▸ **Given exercise**
Can you give the records below as a JSON list of strings, one per line with blank lines dropped, starting with the line containing "Where can the red" and going on through the line containing "x=706, y=155"? Leave the pictures out.

==== Exercise data ====

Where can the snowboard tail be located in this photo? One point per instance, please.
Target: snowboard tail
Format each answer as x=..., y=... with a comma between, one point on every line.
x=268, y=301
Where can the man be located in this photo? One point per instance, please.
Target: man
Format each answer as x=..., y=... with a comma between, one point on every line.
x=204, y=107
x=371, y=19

====
==== Exercise data ====

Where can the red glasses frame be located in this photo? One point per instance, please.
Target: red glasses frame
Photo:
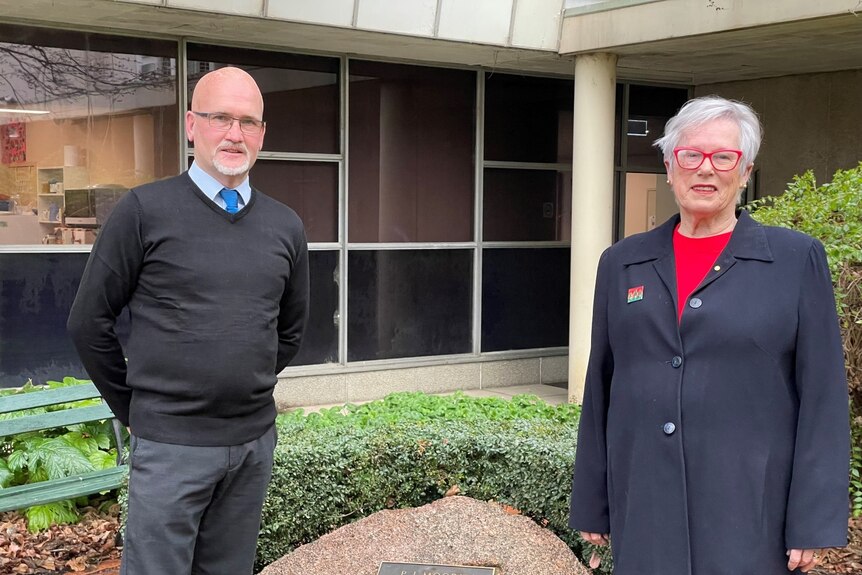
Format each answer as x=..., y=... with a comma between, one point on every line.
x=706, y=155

====

▸ **Reply to the exercise**
[
  "Where can the red glasses frame be located in this photo? One point per instance, please.",
  "Target: red glasses frame",
  "Photo:",
  "Format each answer as x=..., y=... with a comma between, one point on every line.",
  "x=706, y=155"
]